Problem – Copy the lines below word for word, starting with the line that contains "Outline every instance of the <item>blurred" and going through the end of the entries.

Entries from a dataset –
==================================================

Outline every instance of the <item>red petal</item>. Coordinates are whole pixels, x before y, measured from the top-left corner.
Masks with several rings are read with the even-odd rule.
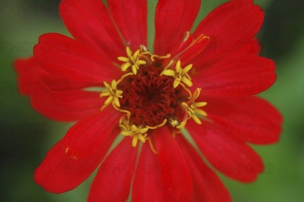
[[[59,33],[40,36],[39,43],[34,48],[34,55],[47,71],[74,81],[90,82],[95,86],[122,74],[98,52]]]
[[[202,33],[210,38],[208,47],[194,61],[204,68],[250,41],[259,30],[264,13],[252,1],[227,2],[209,13],[199,24],[194,37]]]
[[[138,148],[132,147],[131,140],[125,138],[102,163],[91,187],[88,201],[127,200]]]
[[[146,0],[107,2],[113,19],[125,40],[131,43],[131,49],[139,49],[141,44],[146,46],[148,8]]]
[[[203,126],[208,122],[203,120]],[[260,157],[243,141],[213,128],[187,122],[187,129],[204,155],[220,173],[244,182],[255,180],[262,172]]]
[[[261,51],[261,45],[257,38],[253,38],[239,49],[227,54],[223,59],[241,57],[247,55],[257,55]]]
[[[76,123],[63,138],[67,154],[78,159],[92,155],[109,136],[120,132],[117,123],[121,116],[110,106]]]
[[[60,2],[59,12],[65,26],[76,39],[99,52],[104,60],[117,60],[125,45],[102,1]]]
[[[15,61],[14,66],[18,74],[19,92],[23,95],[51,91],[68,92],[90,86],[91,82],[74,81],[46,71],[33,56],[18,59]]]
[[[282,117],[271,104],[255,96],[202,99],[208,104],[204,110],[215,121],[207,127],[220,127],[254,144],[275,143],[282,131]]]
[[[155,14],[154,53],[169,53],[190,31],[199,12],[200,1],[159,1]]]
[[[232,201],[227,189],[194,148],[181,135],[176,136],[176,139],[193,177],[194,196],[191,201]]]
[[[276,81],[275,69],[271,59],[248,56],[219,62],[192,79],[206,96],[243,96],[270,88]]]
[[[162,171],[169,173],[168,165],[160,164],[158,155],[147,143],[143,144],[133,182],[131,201],[165,201],[166,189],[161,173]]]
[[[47,191],[60,193],[69,191],[86,180],[100,163],[116,136],[110,136],[90,158],[76,160],[65,155],[62,141],[47,153],[35,171],[35,182]]]
[[[100,111],[104,99],[103,101],[99,94],[83,90],[42,93],[32,95],[30,103],[35,110],[49,118],[76,121]]]
[[[153,169],[159,169],[161,179],[156,179],[153,180],[151,182],[157,184],[152,185],[150,184],[151,182],[143,181],[143,179],[150,179],[151,177],[142,177],[142,175],[150,174],[144,172],[141,174],[142,178],[134,180],[134,182],[137,180],[139,181],[137,181],[136,184],[133,185],[133,191],[142,193],[135,194],[136,196],[134,196],[133,198],[134,200],[150,200],[151,199],[148,198],[144,194],[146,189],[143,189],[143,186],[142,187],[141,185],[144,184],[145,186],[151,185],[155,186],[158,186],[160,183],[162,185],[162,187],[153,187],[151,190],[159,190],[162,188],[163,192],[158,193],[158,195],[154,196],[153,198],[166,201],[188,200],[193,194],[193,182],[190,171],[180,149],[167,128],[162,127],[159,129],[155,130],[154,132],[151,137],[155,139],[153,145],[158,152],[159,167]],[[145,153],[149,155],[151,155],[146,152]],[[141,155],[141,158],[145,158],[143,155]],[[140,162],[143,161],[144,160],[141,160]],[[156,162],[155,159],[152,159],[151,162],[154,164]],[[139,170],[139,172],[141,171],[142,171]],[[140,175],[136,175],[135,178],[138,178]],[[160,177],[156,174],[153,175],[156,177],[158,176]]]

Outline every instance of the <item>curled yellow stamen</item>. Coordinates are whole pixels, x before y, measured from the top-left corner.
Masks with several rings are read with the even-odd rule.
[[[139,59],[139,52],[140,49],[136,50],[134,54],[132,54],[132,51],[129,46],[126,48],[126,52],[128,57],[118,57],[117,59],[122,62],[124,62],[121,66],[122,71],[126,72],[127,70],[130,66],[132,68],[132,71],[134,75],[137,74],[137,70],[139,69],[139,65],[141,64],[145,64],[146,62],[145,60]]]
[[[109,96],[104,102],[105,106],[107,106],[110,103],[112,102],[114,103],[115,105],[120,107],[120,104],[118,98],[123,97],[122,94],[123,94],[123,92],[122,90],[117,89],[117,83],[116,81],[113,80],[111,82],[110,85],[105,81],[104,81],[103,85],[104,85],[105,89],[104,91],[100,93],[99,95],[100,97]],[[104,106],[103,107],[102,109],[104,107]]]
[[[192,64],[187,65],[183,69],[180,66],[180,60],[178,60],[175,65],[175,71],[173,70],[165,70],[162,73],[166,76],[174,77],[175,79],[173,83],[173,88],[175,88],[182,81],[185,84],[189,87],[193,85],[190,76],[187,74],[191,68]]]
[[[167,54],[166,55],[159,56],[158,55],[151,55],[151,60],[154,61],[155,61],[155,58],[157,58],[158,59],[166,59],[169,58],[171,57],[171,55],[170,54]]]
[[[186,113],[188,115],[188,116],[187,116],[187,119],[192,118],[196,123],[200,125],[202,124],[202,121],[201,121],[199,117],[195,114],[199,114],[202,116],[207,116],[207,113],[206,113],[205,111],[201,109],[198,109],[198,108],[205,106],[207,105],[207,103],[205,102],[200,103],[194,102],[195,99],[200,96],[201,90],[200,88],[197,88],[192,99],[187,103],[182,103],[182,106],[184,106],[186,110]],[[183,121],[184,121],[185,120],[184,120]]]
[[[132,138],[132,146],[135,147],[137,145],[138,140],[142,143],[145,142],[145,139],[147,137],[146,132],[148,128],[147,127],[137,127],[135,125],[133,124],[131,127],[126,123],[124,126],[122,127],[123,129],[122,131],[122,134],[125,136],[130,136]]]

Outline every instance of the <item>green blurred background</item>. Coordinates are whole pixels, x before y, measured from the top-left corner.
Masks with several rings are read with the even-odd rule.
[[[212,7],[225,1],[208,2],[212,6],[202,4],[195,27]],[[283,114],[283,132],[278,144],[253,146],[264,163],[271,165],[267,167],[270,172],[260,175],[256,181],[243,184],[220,177],[234,201],[302,201],[303,1],[254,2],[265,14],[257,36],[263,46],[261,55],[275,61],[278,74],[272,92],[260,96]],[[59,124],[34,111],[28,97],[18,92],[12,66],[16,58],[32,54],[41,35],[52,32],[70,36],[59,17],[58,1],[1,2],[1,201],[85,201],[94,174],[74,190],[61,194],[45,192],[34,182],[34,168],[71,125]],[[157,1],[150,2],[155,9]],[[154,35],[154,10],[148,14],[150,41]]]

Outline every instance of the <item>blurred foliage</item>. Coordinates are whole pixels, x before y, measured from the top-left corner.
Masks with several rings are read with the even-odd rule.
[[[8,83],[16,86],[13,61],[30,56],[32,48],[28,51],[4,48],[3,42],[15,44],[27,42],[33,46],[44,33],[70,35],[59,16],[58,1],[38,1],[36,10],[4,8],[4,2],[16,4],[27,2],[31,4],[37,1],[1,2],[1,81],[2,85]],[[217,1],[217,5],[220,4],[218,2],[223,1]],[[52,7],[48,11],[42,9],[45,2],[51,3]],[[156,1],[151,2],[155,8]],[[260,96],[281,112],[284,119],[284,131],[278,144],[253,146],[265,164],[272,165],[272,174],[264,173],[256,181],[249,184],[220,177],[235,201],[303,201],[303,2],[255,2],[261,5],[265,13],[264,24],[258,35],[264,48],[261,55],[276,61],[278,74],[273,92],[263,93]],[[202,4],[195,27],[212,9],[203,6]],[[154,35],[154,10],[148,13],[149,41],[153,41]],[[61,194],[45,192],[35,184],[33,179],[35,166],[49,148],[62,138],[66,125],[58,125],[36,112],[30,106],[28,98],[20,95],[16,88],[8,90],[3,87],[0,97],[1,201],[85,200],[94,174],[74,190]],[[26,123],[32,125],[32,129],[20,129],[20,124]],[[50,124],[53,129],[51,132],[46,133],[43,127],[34,129],[32,124],[35,123],[41,126]]]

==================================================

Solution –
Outline every instance of the <item>blurred foliage</item>. Coordinates are whole pixels, x before y, measured from the top-left corner.
Masks with several rings are read with the even-odd rule.
[[[8,83],[16,86],[13,61],[30,56],[32,48],[28,51],[4,48],[3,42],[15,44],[27,42],[33,46],[44,33],[70,35],[59,16],[58,1],[38,1],[36,10],[4,8],[4,2],[16,4],[27,2],[31,4],[37,1],[1,2],[1,81],[2,85]],[[217,1],[217,5],[220,4],[218,2],[223,1]],[[52,7],[48,11],[42,9],[45,2],[51,3]],[[156,1],[151,2],[155,8]],[[260,96],[281,112],[284,119],[284,131],[278,144],[253,146],[265,164],[272,165],[272,174],[264,173],[256,181],[249,184],[220,177],[235,201],[303,201],[303,2],[255,2],[261,5],[265,13],[264,24],[258,35],[264,48],[261,55],[276,61],[278,74],[273,92],[263,93]],[[202,4],[195,27],[212,9],[203,6]],[[154,35],[154,10],[148,13],[149,41],[153,41]],[[61,194],[45,192],[35,184],[33,179],[35,166],[49,148],[62,138],[66,125],[58,125],[36,112],[30,106],[28,98],[20,95],[16,88],[8,90],[3,87],[0,97],[1,201],[85,200],[94,174],[74,190]],[[26,123],[32,125],[32,129],[20,129],[20,124]],[[50,124],[53,129],[51,132],[46,133],[43,127],[34,129],[32,124],[35,123],[41,126]]]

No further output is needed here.